== Page extract ==
Family road trips just aren’t the same without a dog in tow. For some dogs, however, riding in cars is anything but pleasant. Puppies, in particular, are often susceptible to nausea, anxiety, and other symptoms of motion sickness.
Like the human ear, a dog’s ears contain tiny bones that help promote balance and discourage conditions like vertigo and motion sickness. Young dogs -- like young children -- lack many of these necessary structures. As their ears form with age, most dogs and children eventually “outgrow” their susceptibility to motion sickness.
While motion sickness is rarely a lifelong ailment, it’s still a major concern for new pet parents in particular. Even mature dogs may experience symptoms if they’ve come to associate driving with sickness and high stress levels. Fortunately, dog lovers have many tools at their disposal for addressing motion sickness and making the car a low-stress environment.
Signs of Motion Sickness in Dogs
Since dogs can’t go white as a sheet, it’s often difficult to recognize the early signs of motion sickness. While traveling with young or anxious dogs, watch out for these warning signs:
-Diarrhea and vomiting
-Excessive drooling and lip smacking
-Lethargy or sluggishness
-Pacing or other repetitive behavior
Recognizing the signs quickly is key for both reducing your dog’s stress level and protecting your car’s interior. If you think your dog is about to vomit, stop the car or slow down to comfort them as soon as it’s safe.
With some careful planning, pet parents can reduce both the stress of car rides and the likelihood that their new puppy will experience bouts of motion sickness.
One of the easiest ways to avoid mishaps is to limit meals before car rides. Dr. Mark Olcott, a Maryland-based vet, suggests avoiding food and treats within two hours of hitting the road. During long car rides, Olcott advises pet parents to bring along only small portions of food and plan meals around pit stops.
Dogs run a higher risk of experiencing motion sickness if they’re facing backward, sitting toward the rear of the car, or moving too much throughout the trip. Certain dog seat belts can reduce symptoms by guaranteeing that dogs face forward and remain close to the front of the car.
Motion sickness (especially the anxiety-induced kind) can be a vicious cycle. Negative associations and experiences may leave dogs struggling to stay calm even during brief car rides. Experts suggest creating more positive associations to make the car a pleasant space.
Bring Along Special Toys/Treats
This could involve bringing along favorite toys and objects or even littering the car with toys and treats that your pet can’t find elsewhere. Over time, they’ll associate these with car trips and begin looking forward to drives.
Let in Some Air
For some dog owners, making the car more pleasant is as simple as cracking the window for some fresh air. The pet health experts at Fetch note that this will normalize the air pressure in the car and could reduce symptoms. Good ventilation and cool temperature can have similar effects too.

== Entries provided ==
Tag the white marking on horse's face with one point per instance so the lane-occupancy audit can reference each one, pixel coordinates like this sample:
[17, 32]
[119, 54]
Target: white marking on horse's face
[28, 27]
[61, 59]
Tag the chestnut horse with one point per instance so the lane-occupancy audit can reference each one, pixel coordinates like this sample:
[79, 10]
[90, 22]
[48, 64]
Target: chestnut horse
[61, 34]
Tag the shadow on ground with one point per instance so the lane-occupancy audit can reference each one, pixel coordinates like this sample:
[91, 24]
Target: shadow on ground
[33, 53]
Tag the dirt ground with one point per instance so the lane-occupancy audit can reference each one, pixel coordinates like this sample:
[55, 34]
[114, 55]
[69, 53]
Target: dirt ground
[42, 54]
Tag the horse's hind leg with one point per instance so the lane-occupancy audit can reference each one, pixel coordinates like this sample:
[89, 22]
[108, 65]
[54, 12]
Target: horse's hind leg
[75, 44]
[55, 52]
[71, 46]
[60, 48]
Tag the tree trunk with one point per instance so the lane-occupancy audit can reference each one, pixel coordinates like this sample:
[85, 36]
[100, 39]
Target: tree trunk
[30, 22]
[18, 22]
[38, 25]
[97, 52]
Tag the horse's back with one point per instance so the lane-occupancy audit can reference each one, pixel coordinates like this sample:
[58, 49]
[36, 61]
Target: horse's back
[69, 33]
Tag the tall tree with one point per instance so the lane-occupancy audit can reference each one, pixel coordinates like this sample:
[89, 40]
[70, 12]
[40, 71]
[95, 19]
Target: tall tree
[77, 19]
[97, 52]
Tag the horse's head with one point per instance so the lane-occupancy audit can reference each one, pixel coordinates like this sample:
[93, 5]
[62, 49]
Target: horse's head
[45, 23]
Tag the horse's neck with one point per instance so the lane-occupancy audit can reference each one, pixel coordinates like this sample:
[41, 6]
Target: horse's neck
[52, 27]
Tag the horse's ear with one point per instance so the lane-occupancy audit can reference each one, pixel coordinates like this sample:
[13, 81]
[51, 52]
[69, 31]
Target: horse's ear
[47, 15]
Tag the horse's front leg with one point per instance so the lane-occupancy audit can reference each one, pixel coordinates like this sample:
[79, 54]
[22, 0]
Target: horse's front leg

== What this task involves ==
Update the article on motion sickness in dogs, starting at "Motion sickness (especially" and ending at "forward to drives.", so that "vicious cycle" becomes "self-reinforcing loop". The material has nothing to do with the article on motion sickness in dogs.

== Final answer ==
Motion sickness (especially the anxiety-induced kind) can be a self-reinforcing loop. Negative associations and experiences may leave dogs struggling to stay calm even during brief car rides. Experts suggest creating more positive associations to make the car a pleasant space.
Bring Along Special Toys/Treats
This could involve bringing along favorite toys and objects or even littering the car with toys and treats that your pet can’t find elsewhere. Over time, they’ll associate these with car trips and begin looking forward to drives.